Your objective:
Render the records below as a two-column CSV with the header input,output, giving each record one row that holds its text and its answer. Wrap every field in double quotes and replace any line breaks inside a field with spaces.

Information shown:
---+---

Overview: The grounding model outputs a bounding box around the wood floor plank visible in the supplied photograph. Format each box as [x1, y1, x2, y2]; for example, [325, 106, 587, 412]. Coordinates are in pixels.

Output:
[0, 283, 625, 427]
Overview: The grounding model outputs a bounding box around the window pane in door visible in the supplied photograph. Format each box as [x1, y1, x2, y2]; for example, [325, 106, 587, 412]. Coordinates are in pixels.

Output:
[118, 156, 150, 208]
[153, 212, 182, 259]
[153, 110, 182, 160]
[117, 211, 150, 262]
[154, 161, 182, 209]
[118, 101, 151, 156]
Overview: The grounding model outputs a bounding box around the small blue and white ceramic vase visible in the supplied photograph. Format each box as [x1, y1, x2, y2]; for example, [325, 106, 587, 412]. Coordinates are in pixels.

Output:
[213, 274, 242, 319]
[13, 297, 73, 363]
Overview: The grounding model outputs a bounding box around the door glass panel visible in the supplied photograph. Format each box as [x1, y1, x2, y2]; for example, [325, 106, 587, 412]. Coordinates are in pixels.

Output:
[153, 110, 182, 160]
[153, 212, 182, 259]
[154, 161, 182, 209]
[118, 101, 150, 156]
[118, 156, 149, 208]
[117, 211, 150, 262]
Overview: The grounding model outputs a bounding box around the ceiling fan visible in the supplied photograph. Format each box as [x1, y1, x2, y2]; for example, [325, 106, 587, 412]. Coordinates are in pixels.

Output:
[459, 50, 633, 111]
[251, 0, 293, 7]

---+---

Output for this task:
input,output
"Overview: The grounding model outputs a bounding box around the wood floor plank visible in the supplied photograph. Format each box as [x1, y1, x2, y2]; for example, [325, 106, 587, 412]. Coordinates are in pixels. Output:","[0, 283, 625, 427]"
"Overview: The grounding model outputs a bounding box around the window pane in door visible in the supplied photograph. Format each box as [x1, y1, x2, y2]; for example, [325, 106, 587, 412]. Coordinates are in pixels. Output:","[118, 156, 150, 208] [153, 212, 182, 259] [153, 110, 182, 160] [117, 211, 150, 262] [154, 161, 182, 209] [118, 101, 151, 156]"
"Overview: The grounding model outputs a bounding box around the small blue and white ceramic vase visible in the supplied photograph. Format each box as [x1, y1, x2, y2]; for example, [325, 106, 587, 412]. Coordinates are in pixels. Output:","[213, 274, 242, 319] [13, 297, 73, 363]"
"Overview: The grounding model outputs a bounding box around the door glass panel visible in the supplied photograph. Format each box as [x1, y1, x2, y2]; for example, [325, 106, 587, 412]. Coordinates are in pixels. Output:","[153, 110, 182, 160] [153, 212, 182, 259] [154, 161, 182, 209] [118, 101, 150, 156] [118, 156, 149, 208] [117, 211, 150, 262]"
"Overview: The grounding model outputs a bounding box around the ceiling fan visible in the supplied photograph. Format each box as [x1, y1, x2, y2]; for example, [325, 106, 587, 412]. Coordinates are in pixels. Output:","[459, 50, 633, 111] [251, 0, 293, 7]"